=== Begin Enclosure ===
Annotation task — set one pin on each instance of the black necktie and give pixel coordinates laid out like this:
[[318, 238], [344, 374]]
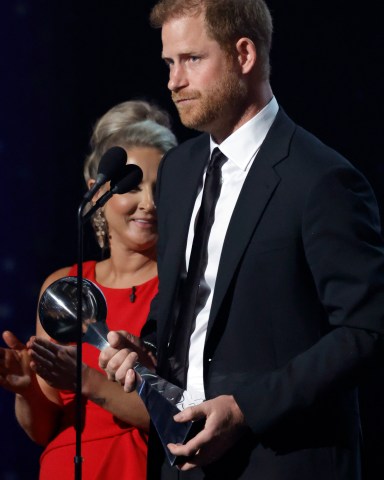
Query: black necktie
[[185, 324]]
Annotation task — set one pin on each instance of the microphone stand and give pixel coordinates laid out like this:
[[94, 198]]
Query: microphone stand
[[79, 340]]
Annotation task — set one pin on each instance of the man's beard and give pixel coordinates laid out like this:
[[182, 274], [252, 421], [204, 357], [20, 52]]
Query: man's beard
[[213, 108]]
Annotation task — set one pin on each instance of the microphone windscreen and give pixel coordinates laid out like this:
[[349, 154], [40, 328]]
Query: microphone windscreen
[[132, 178], [112, 163]]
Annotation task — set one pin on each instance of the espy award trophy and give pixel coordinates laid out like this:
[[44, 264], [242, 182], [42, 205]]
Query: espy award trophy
[[58, 316]]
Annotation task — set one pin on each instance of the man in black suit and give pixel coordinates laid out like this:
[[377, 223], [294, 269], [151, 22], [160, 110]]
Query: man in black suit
[[290, 306]]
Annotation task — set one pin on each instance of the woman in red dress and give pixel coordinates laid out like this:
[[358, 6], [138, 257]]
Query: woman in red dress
[[43, 373]]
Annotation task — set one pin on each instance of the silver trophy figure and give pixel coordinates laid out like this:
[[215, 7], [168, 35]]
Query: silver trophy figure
[[58, 316]]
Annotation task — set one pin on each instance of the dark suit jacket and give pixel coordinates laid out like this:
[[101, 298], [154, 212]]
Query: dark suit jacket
[[298, 305]]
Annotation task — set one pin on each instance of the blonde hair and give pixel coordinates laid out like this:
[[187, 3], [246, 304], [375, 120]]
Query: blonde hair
[[129, 124]]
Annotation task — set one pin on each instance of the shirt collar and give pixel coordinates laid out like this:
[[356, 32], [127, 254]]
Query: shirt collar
[[243, 144]]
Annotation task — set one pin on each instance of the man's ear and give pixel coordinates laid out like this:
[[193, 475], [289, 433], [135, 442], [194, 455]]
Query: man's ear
[[246, 54]]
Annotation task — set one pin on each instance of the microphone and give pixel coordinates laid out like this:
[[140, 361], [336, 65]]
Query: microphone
[[111, 167], [133, 175], [130, 177]]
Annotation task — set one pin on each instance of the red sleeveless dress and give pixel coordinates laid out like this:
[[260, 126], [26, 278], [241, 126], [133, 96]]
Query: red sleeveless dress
[[110, 448]]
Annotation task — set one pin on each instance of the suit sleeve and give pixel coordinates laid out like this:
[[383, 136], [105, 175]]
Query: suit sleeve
[[344, 250]]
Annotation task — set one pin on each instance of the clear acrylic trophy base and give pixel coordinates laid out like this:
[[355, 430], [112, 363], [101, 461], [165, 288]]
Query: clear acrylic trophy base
[[163, 400]]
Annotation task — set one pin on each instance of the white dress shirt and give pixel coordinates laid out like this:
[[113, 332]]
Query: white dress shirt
[[241, 149]]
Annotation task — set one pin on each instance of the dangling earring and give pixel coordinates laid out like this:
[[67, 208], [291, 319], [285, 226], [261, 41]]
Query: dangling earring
[[101, 229]]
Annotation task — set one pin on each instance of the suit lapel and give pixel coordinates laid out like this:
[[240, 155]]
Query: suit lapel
[[188, 170], [258, 188]]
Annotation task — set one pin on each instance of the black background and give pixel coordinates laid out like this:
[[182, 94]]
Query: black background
[[64, 63]]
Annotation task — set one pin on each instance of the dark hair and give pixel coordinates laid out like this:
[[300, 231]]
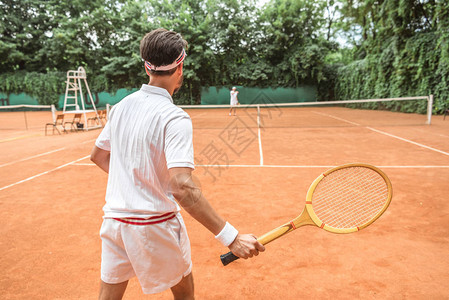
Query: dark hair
[[161, 47]]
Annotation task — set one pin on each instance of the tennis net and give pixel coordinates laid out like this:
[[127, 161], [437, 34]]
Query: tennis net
[[366, 112], [25, 116]]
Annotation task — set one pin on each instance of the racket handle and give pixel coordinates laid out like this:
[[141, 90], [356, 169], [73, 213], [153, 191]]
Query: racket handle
[[228, 258]]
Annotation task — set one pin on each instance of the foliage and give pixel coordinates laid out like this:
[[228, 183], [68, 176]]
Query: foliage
[[403, 51], [393, 48]]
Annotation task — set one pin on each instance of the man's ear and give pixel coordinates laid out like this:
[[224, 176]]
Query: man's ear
[[180, 67]]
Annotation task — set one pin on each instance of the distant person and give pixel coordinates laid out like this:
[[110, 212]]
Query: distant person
[[234, 101], [146, 148]]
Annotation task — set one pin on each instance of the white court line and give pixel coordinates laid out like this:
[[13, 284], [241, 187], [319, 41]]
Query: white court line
[[31, 157], [88, 141], [42, 154], [287, 166], [43, 173], [408, 141], [305, 167], [387, 134], [336, 118]]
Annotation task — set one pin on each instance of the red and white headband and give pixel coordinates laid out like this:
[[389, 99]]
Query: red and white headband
[[177, 62]]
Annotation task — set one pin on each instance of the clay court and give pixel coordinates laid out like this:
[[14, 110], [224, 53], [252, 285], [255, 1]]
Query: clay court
[[256, 174]]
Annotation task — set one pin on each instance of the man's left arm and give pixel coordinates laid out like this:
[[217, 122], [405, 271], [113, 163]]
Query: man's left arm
[[101, 158]]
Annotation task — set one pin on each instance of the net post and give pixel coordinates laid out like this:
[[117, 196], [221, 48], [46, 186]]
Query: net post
[[53, 112], [429, 109], [25, 116]]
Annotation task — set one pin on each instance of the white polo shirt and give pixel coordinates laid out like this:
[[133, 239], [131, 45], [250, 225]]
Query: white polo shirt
[[146, 135], [234, 100]]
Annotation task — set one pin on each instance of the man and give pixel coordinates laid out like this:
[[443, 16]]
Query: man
[[146, 147], [234, 100]]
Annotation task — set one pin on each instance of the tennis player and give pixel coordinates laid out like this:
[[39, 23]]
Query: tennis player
[[234, 100], [146, 147]]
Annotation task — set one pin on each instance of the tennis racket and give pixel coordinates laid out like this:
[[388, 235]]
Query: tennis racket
[[343, 199]]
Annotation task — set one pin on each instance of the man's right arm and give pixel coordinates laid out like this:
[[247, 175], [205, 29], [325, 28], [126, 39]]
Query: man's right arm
[[190, 197]]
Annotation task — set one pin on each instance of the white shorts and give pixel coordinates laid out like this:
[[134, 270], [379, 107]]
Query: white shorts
[[158, 254]]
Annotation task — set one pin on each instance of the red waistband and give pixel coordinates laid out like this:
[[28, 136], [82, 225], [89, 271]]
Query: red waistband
[[147, 221]]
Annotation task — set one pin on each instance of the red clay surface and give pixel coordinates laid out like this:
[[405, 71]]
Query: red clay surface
[[51, 198]]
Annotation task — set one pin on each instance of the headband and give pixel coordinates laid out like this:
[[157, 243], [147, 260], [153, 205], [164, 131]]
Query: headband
[[177, 62]]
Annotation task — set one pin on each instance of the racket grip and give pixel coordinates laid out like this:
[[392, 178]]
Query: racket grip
[[228, 258]]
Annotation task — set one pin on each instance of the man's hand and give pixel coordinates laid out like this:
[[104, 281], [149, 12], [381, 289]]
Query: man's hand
[[246, 246]]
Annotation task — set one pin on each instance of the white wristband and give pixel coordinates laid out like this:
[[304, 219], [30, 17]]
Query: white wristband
[[227, 235]]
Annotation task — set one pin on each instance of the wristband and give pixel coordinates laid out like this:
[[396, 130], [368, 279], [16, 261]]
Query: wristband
[[227, 235]]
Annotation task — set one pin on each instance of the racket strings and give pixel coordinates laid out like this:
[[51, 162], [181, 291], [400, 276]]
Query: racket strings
[[350, 197]]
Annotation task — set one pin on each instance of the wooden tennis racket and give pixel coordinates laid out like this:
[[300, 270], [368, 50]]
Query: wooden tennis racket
[[343, 199]]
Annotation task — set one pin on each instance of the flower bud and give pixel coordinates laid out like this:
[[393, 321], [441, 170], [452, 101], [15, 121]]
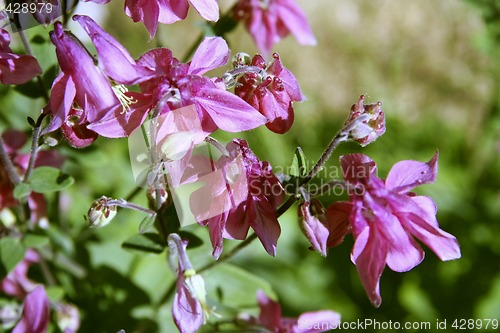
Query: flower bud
[[366, 122], [100, 213]]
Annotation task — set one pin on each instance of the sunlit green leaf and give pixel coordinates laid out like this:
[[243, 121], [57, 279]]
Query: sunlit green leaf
[[48, 179]]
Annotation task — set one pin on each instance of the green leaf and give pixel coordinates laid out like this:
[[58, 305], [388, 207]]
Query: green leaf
[[299, 164], [22, 190], [148, 242], [48, 179], [35, 241], [11, 253], [235, 287]]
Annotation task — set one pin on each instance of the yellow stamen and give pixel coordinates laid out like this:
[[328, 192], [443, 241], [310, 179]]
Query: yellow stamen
[[120, 91]]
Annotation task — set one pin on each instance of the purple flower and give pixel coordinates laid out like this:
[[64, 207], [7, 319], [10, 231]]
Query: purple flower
[[35, 316], [83, 102], [385, 218], [271, 90], [182, 84], [189, 307], [309, 322], [150, 12], [255, 195], [367, 131], [270, 20], [15, 68]]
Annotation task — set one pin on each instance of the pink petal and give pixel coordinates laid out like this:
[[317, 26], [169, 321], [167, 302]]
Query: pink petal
[[61, 99], [443, 244], [119, 123], [228, 111], [115, 59], [370, 265], [35, 317], [262, 218], [357, 167], [213, 52], [406, 175], [208, 9], [338, 217]]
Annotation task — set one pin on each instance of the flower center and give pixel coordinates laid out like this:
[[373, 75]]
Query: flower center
[[120, 91]]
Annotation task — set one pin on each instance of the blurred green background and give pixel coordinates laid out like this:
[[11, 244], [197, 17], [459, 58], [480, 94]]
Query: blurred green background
[[435, 65]]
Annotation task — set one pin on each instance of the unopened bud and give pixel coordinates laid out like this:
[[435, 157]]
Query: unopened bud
[[366, 122], [100, 213]]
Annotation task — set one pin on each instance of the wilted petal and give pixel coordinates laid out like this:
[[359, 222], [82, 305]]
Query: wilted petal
[[35, 317], [262, 217], [186, 310], [406, 175]]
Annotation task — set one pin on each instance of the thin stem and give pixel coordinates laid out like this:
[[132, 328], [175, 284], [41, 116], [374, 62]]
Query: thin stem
[[34, 147], [7, 163]]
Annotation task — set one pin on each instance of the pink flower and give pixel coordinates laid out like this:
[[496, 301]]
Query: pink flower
[[315, 225], [83, 101], [385, 217], [35, 317], [150, 12], [14, 141], [271, 89], [309, 322], [268, 21], [14, 68], [255, 195], [180, 85]]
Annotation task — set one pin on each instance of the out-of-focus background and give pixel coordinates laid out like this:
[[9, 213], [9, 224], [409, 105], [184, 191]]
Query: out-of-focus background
[[435, 65]]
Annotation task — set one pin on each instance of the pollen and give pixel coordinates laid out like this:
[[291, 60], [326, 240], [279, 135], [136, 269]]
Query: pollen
[[120, 92]]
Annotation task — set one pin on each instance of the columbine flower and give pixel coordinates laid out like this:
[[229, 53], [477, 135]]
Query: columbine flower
[[271, 89], [14, 141], [315, 225], [35, 316], [268, 21], [385, 217], [153, 11], [15, 68], [182, 84], [252, 202], [271, 319], [366, 131], [83, 101]]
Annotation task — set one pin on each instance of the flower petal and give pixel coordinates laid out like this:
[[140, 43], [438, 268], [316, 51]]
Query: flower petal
[[406, 175], [228, 111], [213, 52], [208, 9], [370, 265], [115, 59]]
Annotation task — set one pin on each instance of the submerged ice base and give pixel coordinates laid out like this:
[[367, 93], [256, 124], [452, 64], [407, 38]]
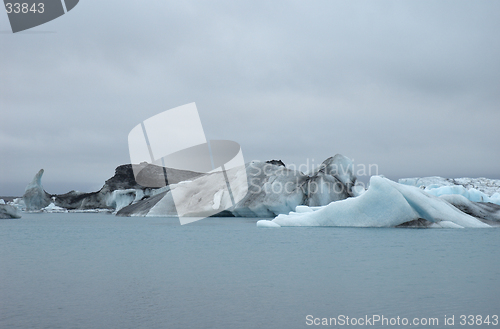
=== End Enclosure ===
# What to do
Print the material above word for word, first line through the line with "[[187, 3], [246, 304], [375, 120]]", and leave every picture out.

# Task solution
Annotation task — set one pin on each instance of the black necktie and give pixel coordinates laid out like this:
[[318, 238], [344, 374]]
Query: black necktie
[[185, 324]]
Annotation task — set one pin on each instance of the microphone stand and give pixel coordinates laid out like this:
[[94, 198]]
Query: microphone stand
[[79, 340]]
Annotation task — set one pin on each instance of the man's beard and give pixel coordinates laid out like this:
[[182, 274], [252, 421], [204, 357], [20, 52]]
Query: man's beard
[[213, 108]]
Annotation task — set one pin on each instance of the microphone windscreen and give pixel coordinates laid out like this:
[[349, 154], [40, 328]]
Query: microphone windscreen
[[132, 178], [112, 163]]
Annotation task — set one pin on each instance of the espy award trophy and give pixel coordinates laid out like this:
[[44, 264], [242, 182], [42, 205]]
Query: espy award trophy
[[58, 316]]
Annotation task — set one pin on each instance of the man in black suit and give pixel coordinates laid out like this:
[[377, 223], [294, 269], [151, 22], [160, 110]]
Query: man in black suit
[[290, 306]]
Annotation task — set one pin on each instance of the woman in red dress and give pixel coordinates laid out like this:
[[358, 6], [138, 257]]
Query: woman in red dress
[[43, 373]]
Annotation task — set one pin on each instance of the silver trophy figure and give pixel coordinates laid out like this:
[[215, 7], [168, 35]]
Query: silver trophy figure
[[58, 316]]
Annotation task — set one pin on each instance of the dark suit jacket and give pixel coordinates laid out like this:
[[101, 298], [154, 212]]
Query: dark suit jacket
[[298, 305]]
Annotation task — set one pin on each instance of the blonde hair and give pixel coordinates laid out like this:
[[187, 3], [246, 304], [375, 120]]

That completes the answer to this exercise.